The expected reply is all of the data, returned exactly.

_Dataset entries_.

=== Begin Enclosure ===

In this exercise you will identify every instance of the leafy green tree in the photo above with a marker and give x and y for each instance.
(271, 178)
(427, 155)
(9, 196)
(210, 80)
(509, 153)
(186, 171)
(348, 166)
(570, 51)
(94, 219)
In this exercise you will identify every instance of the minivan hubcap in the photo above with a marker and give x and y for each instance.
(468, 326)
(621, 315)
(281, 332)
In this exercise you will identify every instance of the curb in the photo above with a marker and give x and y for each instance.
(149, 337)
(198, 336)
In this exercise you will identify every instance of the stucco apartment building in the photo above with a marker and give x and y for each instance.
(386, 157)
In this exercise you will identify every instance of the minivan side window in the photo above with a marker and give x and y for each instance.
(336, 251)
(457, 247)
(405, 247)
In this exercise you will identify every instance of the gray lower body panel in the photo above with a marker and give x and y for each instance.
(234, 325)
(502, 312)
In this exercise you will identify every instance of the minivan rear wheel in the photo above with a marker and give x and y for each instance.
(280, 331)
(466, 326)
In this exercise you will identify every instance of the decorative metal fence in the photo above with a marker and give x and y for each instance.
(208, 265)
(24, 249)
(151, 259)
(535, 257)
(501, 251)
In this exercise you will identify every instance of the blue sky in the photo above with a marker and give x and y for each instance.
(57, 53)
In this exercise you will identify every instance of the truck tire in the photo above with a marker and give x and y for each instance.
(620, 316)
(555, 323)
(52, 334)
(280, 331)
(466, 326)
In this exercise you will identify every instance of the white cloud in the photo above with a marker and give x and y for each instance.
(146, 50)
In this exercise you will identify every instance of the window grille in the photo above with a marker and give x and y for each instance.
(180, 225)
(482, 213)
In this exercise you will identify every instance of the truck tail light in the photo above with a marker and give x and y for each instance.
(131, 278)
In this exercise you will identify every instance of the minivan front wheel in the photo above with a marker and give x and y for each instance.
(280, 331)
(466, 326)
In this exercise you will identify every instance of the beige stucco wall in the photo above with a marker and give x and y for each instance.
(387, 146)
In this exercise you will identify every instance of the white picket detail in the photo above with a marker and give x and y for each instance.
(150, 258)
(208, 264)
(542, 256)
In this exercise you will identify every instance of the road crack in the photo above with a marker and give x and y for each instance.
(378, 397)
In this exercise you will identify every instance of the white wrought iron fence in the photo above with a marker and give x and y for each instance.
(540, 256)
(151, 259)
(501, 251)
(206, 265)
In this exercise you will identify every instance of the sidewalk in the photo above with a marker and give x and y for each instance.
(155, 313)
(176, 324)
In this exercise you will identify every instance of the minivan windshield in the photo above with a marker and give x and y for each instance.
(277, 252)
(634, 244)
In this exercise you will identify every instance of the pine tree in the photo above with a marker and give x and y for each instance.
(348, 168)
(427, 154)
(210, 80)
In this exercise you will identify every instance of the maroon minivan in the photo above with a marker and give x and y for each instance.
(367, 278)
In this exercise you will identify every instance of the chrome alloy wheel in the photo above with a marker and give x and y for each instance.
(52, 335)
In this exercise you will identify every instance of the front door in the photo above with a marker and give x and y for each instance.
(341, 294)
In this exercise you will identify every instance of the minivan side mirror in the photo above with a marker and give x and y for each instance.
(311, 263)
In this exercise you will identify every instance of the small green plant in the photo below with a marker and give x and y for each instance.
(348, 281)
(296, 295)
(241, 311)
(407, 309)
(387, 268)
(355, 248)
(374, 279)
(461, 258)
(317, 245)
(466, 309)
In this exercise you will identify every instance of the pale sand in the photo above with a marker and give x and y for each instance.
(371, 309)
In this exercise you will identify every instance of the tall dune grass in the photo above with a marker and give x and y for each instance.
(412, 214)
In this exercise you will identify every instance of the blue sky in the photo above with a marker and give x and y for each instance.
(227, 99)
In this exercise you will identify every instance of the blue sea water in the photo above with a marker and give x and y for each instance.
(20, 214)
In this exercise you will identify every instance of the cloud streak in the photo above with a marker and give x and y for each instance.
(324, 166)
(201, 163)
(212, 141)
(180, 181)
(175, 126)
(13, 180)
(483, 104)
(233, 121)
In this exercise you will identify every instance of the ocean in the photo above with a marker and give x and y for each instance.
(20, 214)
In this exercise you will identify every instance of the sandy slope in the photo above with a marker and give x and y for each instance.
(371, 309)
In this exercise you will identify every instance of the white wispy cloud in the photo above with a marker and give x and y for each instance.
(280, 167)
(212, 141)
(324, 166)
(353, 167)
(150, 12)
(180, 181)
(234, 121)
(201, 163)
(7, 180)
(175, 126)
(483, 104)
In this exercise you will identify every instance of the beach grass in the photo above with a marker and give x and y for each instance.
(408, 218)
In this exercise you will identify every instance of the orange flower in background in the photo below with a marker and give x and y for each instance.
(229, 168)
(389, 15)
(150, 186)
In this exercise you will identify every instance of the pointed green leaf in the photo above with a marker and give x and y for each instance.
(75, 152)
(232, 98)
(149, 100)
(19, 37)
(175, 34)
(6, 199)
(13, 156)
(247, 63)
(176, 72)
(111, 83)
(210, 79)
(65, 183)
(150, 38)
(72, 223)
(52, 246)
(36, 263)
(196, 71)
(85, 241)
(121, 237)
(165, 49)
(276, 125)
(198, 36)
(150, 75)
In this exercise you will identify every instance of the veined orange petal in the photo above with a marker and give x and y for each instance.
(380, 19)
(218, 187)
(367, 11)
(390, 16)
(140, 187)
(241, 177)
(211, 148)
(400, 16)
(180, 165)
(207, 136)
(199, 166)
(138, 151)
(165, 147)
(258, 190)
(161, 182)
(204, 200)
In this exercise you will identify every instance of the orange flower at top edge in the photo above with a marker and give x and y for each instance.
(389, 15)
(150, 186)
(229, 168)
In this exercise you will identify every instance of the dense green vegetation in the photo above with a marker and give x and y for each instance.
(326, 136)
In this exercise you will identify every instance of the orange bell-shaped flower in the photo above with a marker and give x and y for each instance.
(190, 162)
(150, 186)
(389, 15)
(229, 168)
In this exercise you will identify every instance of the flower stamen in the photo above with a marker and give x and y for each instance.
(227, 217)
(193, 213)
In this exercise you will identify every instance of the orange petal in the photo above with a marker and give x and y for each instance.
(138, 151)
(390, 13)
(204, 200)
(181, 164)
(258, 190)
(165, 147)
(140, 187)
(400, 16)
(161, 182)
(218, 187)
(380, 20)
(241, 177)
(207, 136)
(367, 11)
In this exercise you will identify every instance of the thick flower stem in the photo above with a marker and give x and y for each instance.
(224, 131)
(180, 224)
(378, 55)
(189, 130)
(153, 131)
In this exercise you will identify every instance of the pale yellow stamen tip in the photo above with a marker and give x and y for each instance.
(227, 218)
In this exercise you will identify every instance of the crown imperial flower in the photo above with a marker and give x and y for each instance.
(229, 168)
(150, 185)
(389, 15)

=== End Enclosure ===

_Worked solution_.
In this exercise you will identify every instance of the leafy green tree in the photo above with a marker and give x and y for each instance.
(271, 178)
(427, 155)
(9, 196)
(210, 80)
(509, 153)
(186, 171)
(348, 166)
(570, 51)
(94, 219)
In this exercise you will identify every instance of the minivan hubcap in the photo above with a marker and give x and y for each instance.
(468, 326)
(621, 315)
(281, 332)
In this exercise you will identify every instance of the curb in the photo above with a marker and give x and y for each instance.
(149, 337)
(198, 336)
In this exercise you will identify every instance of the stucco apartment building in the photo above with a marker and give x and y for each instance.
(386, 157)
In this exercise you will identify every instance of the minivan side window in the photo above with a marker and give x and y for each instance.
(336, 251)
(457, 247)
(405, 247)
In this exercise you will identify every instance of the gray lower body panel in the photo above with a marker and give x and y for each instance.
(234, 325)
(502, 312)
In this exercise you will identify every instance of the minivan rear wheel in the photo above with a marker and give x and y for each instance.
(280, 331)
(466, 326)
In this exercise you will identify every instance of the decorative metal fence in the photo above with a marker and give x and y for each instance.
(208, 265)
(24, 249)
(151, 259)
(535, 257)
(501, 251)
In this exercise you will identify every instance of the blue sky in the photo above with a marker and give x and y for each instance.
(57, 53)
In this exercise you will identify every instance of the truck tire in the photo above with a marker and give x and y for each instance.
(620, 316)
(555, 323)
(52, 334)
(280, 331)
(466, 326)
In this exercise you will identify every instance of the white cloud in the photo above with a marker and give x and y for each instance.
(146, 50)
In this exercise you will identify every instance of the window grille in the photo above with a marker and give x and y for each instance.
(180, 225)
(482, 213)
In this exercise you will identify every instance of the truck tail light in the photo above with a marker and give x and y for each instance.
(131, 278)
In this exercise you will identify every instance of the minivan front wheel in the photo above with a marker and give x and y for each instance.
(280, 331)
(466, 326)
In this exercise you will identify every instance of the beige stucco wall in the photo above with a marker and give x and y for each instance.
(387, 146)
In this exercise you will identify every instance of the white picket detail in the photo above with a marker and give x and y for each instance.
(150, 258)
(208, 264)
(542, 256)
In this exercise you will identify every instance of the road crack in the photo above with a marker and give x and y for each instance.
(378, 397)
In this exercise you will identify every instance of the white wrought iron fence in the photo above with a marker and give x and y for each instance.
(540, 256)
(151, 259)
(501, 251)
(206, 265)
In this exercise you will identify every instance of the sidewalk in the photo above with a marker and give x and y for each instance.
(155, 313)
(176, 324)
In this exercise you will identify every instance of the minivan windshield in the photo above with a marker and give x and y for each instance.
(277, 252)
(634, 244)
In this exercise you will identify every instance of the pine tree in the photo above with a marker and give x and y for each instance.
(348, 168)
(427, 154)
(210, 80)
In this exercise you will identify every instance of the maroon minivan in the photo above with a marker and give x and y for each instance.
(367, 278)
In this exercise you will identify every instance of the chrome alloy wheel in the photo above with a marker and give x and y for each instance.
(52, 335)
In this exercise you will identify every instance of the front door in the photo above with a marker and give x and y for each instance.
(341, 294)
In this exercise you will identify every instance of the minivan side mirror in the photo above with a marker and give x and y for each instance.
(311, 263)
In this exercise you will identify every instance of the small green plant in the photo below with a marker and give x and y for each instance.
(348, 281)
(296, 295)
(241, 311)
(407, 309)
(387, 268)
(355, 248)
(374, 279)
(461, 258)
(317, 245)
(466, 309)
In this exercise you will identify every instance of the pale sand in the photo above with a marker and give x and y for each instance.
(371, 309)
In this exercise you will identify every instance of the tall dune grass in the photo above with a marker and give x and y for each instance.
(412, 214)
In this exercise you will identify every instance of the blue sky in the photo above with a marker and give x and y for each instance.
(227, 99)
In this exercise you will identify every instance of the blue sea water in the photo above with a marker and give x and y for each instance.
(20, 214)
In this exercise you will identify every instance of the cloud streak in the photo above with a marker and give x and y for each instance.
(324, 166)
(201, 163)
(212, 141)
(180, 181)
(175, 126)
(13, 180)
(483, 104)
(233, 121)
In this exercise you will identify every instance of the ocean in the photo above with a marker and give x and y for each instance.
(20, 214)
In this exercise you will identify every instance of the sandy slope in the photo above with a marker and give x and y for each instance.
(371, 309)
In this exercise you will identify every instance of the white wispy cloud in the photo above with a marker and give x and y for each instance.
(280, 167)
(212, 141)
(324, 166)
(353, 167)
(150, 12)
(180, 181)
(234, 121)
(201, 163)
(7, 180)
(175, 126)
(483, 104)
In this exercise you will identify every instance of the beach grass in the photo above with a marker and give x and y for each instance.
(408, 218)
In this exercise you will identify every instance of the orange flower in background in the photo below with a marker and give x and y for each instance.
(229, 168)
(389, 15)
(150, 186)
In this exercise you will identify every instance of the pointed green leaf in the photo above with a marker and give x and y for each instance.
(75, 152)
(232, 98)
(149, 100)
(19, 37)
(175, 34)
(6, 199)
(13, 156)
(247, 63)
(176, 72)
(111, 83)
(210, 79)
(65, 183)
(150, 38)
(72, 223)
(52, 246)
(36, 263)
(196, 71)
(85, 241)
(121, 237)
(165, 49)
(276, 125)
(198, 36)
(150, 75)
In this exercise you will identify every instance of the veined orange petal in the photo above with a marker and give x and y for each instance.
(380, 19)
(218, 187)
(367, 11)
(390, 16)
(140, 187)
(241, 177)
(211, 148)
(400, 16)
(180, 165)
(207, 136)
(199, 166)
(138, 151)
(165, 147)
(258, 190)
(161, 182)
(204, 200)
In this exercise you will identify every instance of the orange flower at top edge in the photo above with a marker and give x and y for each instance.
(389, 15)
(150, 186)
(229, 168)
In this exercise you will identify every instance of the dense green vegetation in the photo above with a marker and give x and y for each instance.
(326, 136)
In this exercise you will identify every instance of the orange bell-shaped flower in the photo above with a marker and give x and y for each instance.
(190, 162)
(150, 186)
(389, 15)
(229, 168)
In this exercise you will identify every instance of the flower stamen in the photo above with a marker and give x and y for each instance.
(227, 217)
(193, 213)
In this exercise you will identify every instance of the orange petal in the photo above with a marker and give x and y for each instance.
(138, 151)
(390, 13)
(204, 200)
(181, 164)
(258, 190)
(165, 147)
(140, 187)
(400, 16)
(161, 182)
(218, 187)
(380, 20)
(241, 177)
(207, 136)
(367, 11)
In this exercise you will identify every instance of the thick flower stem in the photo above with a marker and give x and y for each instance.
(224, 131)
(180, 224)
(378, 55)
(189, 130)
(153, 131)
In this exercise you will identify every instance of the pale yellow stamen tip in the photo above with a marker and give x and y for each instance.
(227, 218)
In this exercise you will identify every instance of the crown imperial flower in the photo above with a marker and give x and y for each instance.
(229, 168)
(150, 185)
(389, 15)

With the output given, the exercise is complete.